Saved data entries:
____________________

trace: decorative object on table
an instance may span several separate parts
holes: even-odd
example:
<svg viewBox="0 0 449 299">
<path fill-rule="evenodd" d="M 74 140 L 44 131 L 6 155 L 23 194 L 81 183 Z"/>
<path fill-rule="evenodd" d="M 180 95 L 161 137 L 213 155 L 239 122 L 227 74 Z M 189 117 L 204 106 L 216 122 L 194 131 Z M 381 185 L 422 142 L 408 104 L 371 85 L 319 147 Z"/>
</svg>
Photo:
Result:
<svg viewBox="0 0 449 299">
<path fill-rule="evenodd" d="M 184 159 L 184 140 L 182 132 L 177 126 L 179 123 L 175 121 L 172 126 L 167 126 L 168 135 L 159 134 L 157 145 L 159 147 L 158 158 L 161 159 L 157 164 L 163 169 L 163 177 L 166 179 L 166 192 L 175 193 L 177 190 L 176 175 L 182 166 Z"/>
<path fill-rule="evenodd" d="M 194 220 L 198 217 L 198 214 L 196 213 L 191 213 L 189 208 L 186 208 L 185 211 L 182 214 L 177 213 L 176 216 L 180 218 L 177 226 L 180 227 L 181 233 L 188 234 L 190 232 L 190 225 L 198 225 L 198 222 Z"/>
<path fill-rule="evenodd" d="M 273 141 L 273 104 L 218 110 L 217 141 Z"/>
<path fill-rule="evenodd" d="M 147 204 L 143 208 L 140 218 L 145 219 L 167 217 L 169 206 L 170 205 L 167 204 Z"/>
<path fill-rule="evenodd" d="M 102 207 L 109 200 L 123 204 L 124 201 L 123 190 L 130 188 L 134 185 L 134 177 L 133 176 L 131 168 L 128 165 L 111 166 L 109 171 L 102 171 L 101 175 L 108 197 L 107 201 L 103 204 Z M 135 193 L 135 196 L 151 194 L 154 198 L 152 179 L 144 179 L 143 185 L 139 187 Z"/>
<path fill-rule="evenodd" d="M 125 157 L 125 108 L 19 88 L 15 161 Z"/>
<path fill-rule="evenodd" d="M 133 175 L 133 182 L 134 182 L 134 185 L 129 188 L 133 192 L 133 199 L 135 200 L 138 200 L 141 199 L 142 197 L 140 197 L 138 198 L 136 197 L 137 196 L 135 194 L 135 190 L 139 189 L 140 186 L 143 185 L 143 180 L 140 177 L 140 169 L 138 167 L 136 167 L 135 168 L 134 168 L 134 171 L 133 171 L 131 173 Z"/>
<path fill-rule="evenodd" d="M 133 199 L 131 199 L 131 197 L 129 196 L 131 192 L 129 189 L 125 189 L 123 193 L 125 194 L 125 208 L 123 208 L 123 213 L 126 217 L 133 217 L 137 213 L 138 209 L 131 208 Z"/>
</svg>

____________________

Task goal. Rewrite the rows from the start through the line containing "184 159 L 184", with both ends included, changing "decorative object" to "ornament" and leaving everything else as it is.

Answer to this task.
trace: ornament on table
an instance may span several separate parts
holes: even-odd
example:
<svg viewBox="0 0 449 299">
<path fill-rule="evenodd" d="M 74 140 L 44 131 L 6 155 L 23 194 L 81 183 Z"/>
<path fill-rule="evenodd" d="M 180 95 L 161 137 L 213 155 L 239 122 L 227 74 Z M 189 117 L 204 106 L 216 122 L 194 131 Z M 381 185 L 422 142 L 408 104 L 371 85 L 319 147 Z"/>
</svg>
Photo:
Result:
<svg viewBox="0 0 449 299">
<path fill-rule="evenodd" d="M 184 159 L 184 140 L 182 132 L 177 126 L 179 123 L 175 121 L 172 126 L 167 126 L 168 135 L 159 134 L 157 145 L 159 147 L 158 158 L 161 159 L 157 164 L 163 169 L 163 177 L 166 179 L 166 192 L 175 193 L 177 190 L 176 175 L 182 166 Z"/>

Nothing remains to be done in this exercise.